Garbage collection (crashing on Windows)

Mark Waddingham mark at livecode.com
Fri Aug 19 13:42:31 EDT 2016


Hi Ben,

When I got to the end of this email I remembered something quite 
pertinent - you mentioned that the limit you were hitting was 2Gb... One 
thing to check is that the install of Windows you are running on cannot 
be poked to actually raise this limit to 3Gb:

https://blogs.technet.microsoft.com/askperf/2007/03/23/memory-management-demystifying-3gb/

Perhaps other's with more insider Windows knowledge can chip in there. 
It will depend on the machine, the version of Windows and probably lots 
of other factors. Given that 'hardware is cheap' compared to rewriting 
software - if the windows install being used currently does not use that 
'trick', and can be, you'll probably find you get a fair bit of mileage 
with a bit of computer configuration - rather than coding!

Assuming that cannot be done then...

On 2016-08-17 19:52, Ben Rubinstein wrote:
> Please refresh my memory: is there any way to cause/allow garbage to
> be collected without ending all script running?

LiveCode doesn't use what is generally referred to as 'garbage 
collection' as it generally frees 'things' up as soon as they are no 
longer referenced. Now I say 'generally' because things fall into two 
classes:

    1) Values (strings, arrays, data, numbers)

    2) Objects (stacks, cards, buttons etc.)

I'll deal with Objects first:

Objects are deleted as soon as they can be relative to the requirements 
of the engine. We actually changed this mechanism to make it less 
conservative in 6.7.11, 7.1.4 and 8.0 onwards. Previously, deleted 
objects wouldn't get actually freed until the root event loop runs (i.e. 
when there is no script running); now they will generally get freed much 
closer to when they are deleted, especially if they were created 'at the 
same level or above' where the object is deleted. e.g.

    on foo
      create control bar
      delete control bar
    end foo

Here the delete will free the object immediately (as the engine knows 
that it cannot have any internal references to it internally - in 
particular on the C stack).

It sounds like the problem you are having (assuming you aren't creating 
and deleting lots of controls) is to do with values and so...

Values are freed *as soon as* there is no longer any reference to them. 
In 6.7 and before that would be whenever a variable is changed (the old 
value was released immediately), or whenever the variable goes out of 
scope (e.g. locals in a handler get released when the handler ends, 
script locals are released when the object is deleted). In 7.0+ this 
happens as soon as there are no variables referencing the same instance 
of the value. e.g.

   (1) local tVariable1, tVariable2
   (2) put "foo" & "bar" into tVariable1
   (3) put tVariable1 into tVariable2
   (4) put empty into tVariable1

After step (3), tVariable1 and tVariable2 will reference the same value.

> PROBLEMS:
a - Quote the passage of the LiveCode garbage collection email from "I'll deal with" up to and including "is deleted. e.g.".
b - Write what comes next in the LiveCode garbage collection email, picking up after its final sentence.

(Region annotation entries)
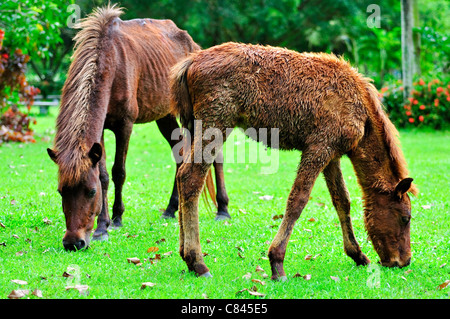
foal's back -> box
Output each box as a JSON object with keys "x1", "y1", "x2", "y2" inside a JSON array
[{"x1": 187, "y1": 43, "x2": 368, "y2": 153}]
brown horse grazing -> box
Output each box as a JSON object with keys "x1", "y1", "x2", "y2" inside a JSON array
[
  {"x1": 171, "y1": 43, "x2": 417, "y2": 279},
  {"x1": 48, "y1": 6, "x2": 229, "y2": 250}
]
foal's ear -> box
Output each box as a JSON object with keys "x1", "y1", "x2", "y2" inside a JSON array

> ANSWERS PROVIDED:
a -
I'll deal with Objects first:

Objects are deleted as soon as they can be relative to the requirements 
of the engine. We actually changed this mechanism to make it less 
conservative in 6.7.11, 7.1.4 and 8.0 onwards. Previously, deleted 
objects wouldn't get actually freed until the root event loop runs (i.e. 
when there is no script running); now they will generally get freed much 
closer to when they are deleted, especially if they were created 'at the 
same level or above' where the object is deleted. e.g.

b -
At step (4) the reference tVariable1 holds will be removed, but the 
value will not be deleted (from memory) until tVariable2 changes, or 
goes out of scope. The general mechanism is that values are shared when 
copied into different variables, and are only copied when a variable is 
mutated. e.g.

   (1) local tVariable1, tVariable2
   (2) put "foo" & "bar" into tVariable1
   (3) put tVariable1 into tVariable2
   (4) put "baz" after tVariable2
   (5) put empty into tVariable1

Here, at step (4), the value referenced by tVariable2 will be copied 
(and so tVariable1 and tVariable2 will no longer reference the same 
value), and then changed. This means that at step (5) the value 
previously referenced by tVariable1 *will* be freed, because it is not 
shared with tVariable2 (obviously - because tVariable2 is no longer the 
same value!).

The reason I was being so paedagogic in the above is that it opens an 
opportunity for you to potentially reduce the memory footprint of your 
dataset (which sounds like it is what is causing the problem) by doing 
some pre-processing and exploiting the fact that values are not copied 
until they are modified. Of course, I don't know what the structure of 
the data you are processing is - so I'm going to assume you are loading 
in lots of text files and breaking them up into pieces, presumably 
storing in arrays with the individual array elements being numbers and 
strings.

In this case there are a few interesting things to note about the 
engine's implementation of values...

Array keys are *always* shared (up to case). When you do:

    put tElement into tArray[tKey]

The engine first 'uniques' tKey - this means it ensures that there is 
only one copy of tKey (up to case differences) in memory. So - for every 
single array in memory which contains a key "foo", the value 
representing the key "foo" will not be copied, just referenced from all 
the arrays. Note that "foo" and "Foo", whilst referencing the same value 
(unless caseSensitive is true), will be stored in memory as different 
values which leads to memory optimization tip 1:

    When constructing arrays from external data, where the case of the 
key is irrelevant use:
      put X into tArray[toLower(Y)] -- or toUpper (whichever you prefer)

For the values bound to by keys, the story is different. If you do:

    put myString & "1" into tArray["foo"]
    put myString & "1  into tArray["bar"]

Then the two values of the keys "foo" and "bar" *will be different*. 
This is because they have been constructed differently.

You can optimize this for memory size by using another array to 'index' 
your string values:

    command shareAndStoreKey @xArray, pKey, pValue
      set the caseSensitive to true -- this is assuming your values are 
sensitive to case
      if pValue is not among the keys of sValueCache then
          put pValue into sValueCache[pValue]
      end if
      put sValueCache[pValue] into xArray[pKey]
    end command

After you have processed all your arrays like this, and 'put empty into 
sValueCache' - all string elements in your arrays which are 
case-sensitively the same will share the same value.

Of course, you can play the same trick with arrays - although it is a 
little more tricky, admittedly.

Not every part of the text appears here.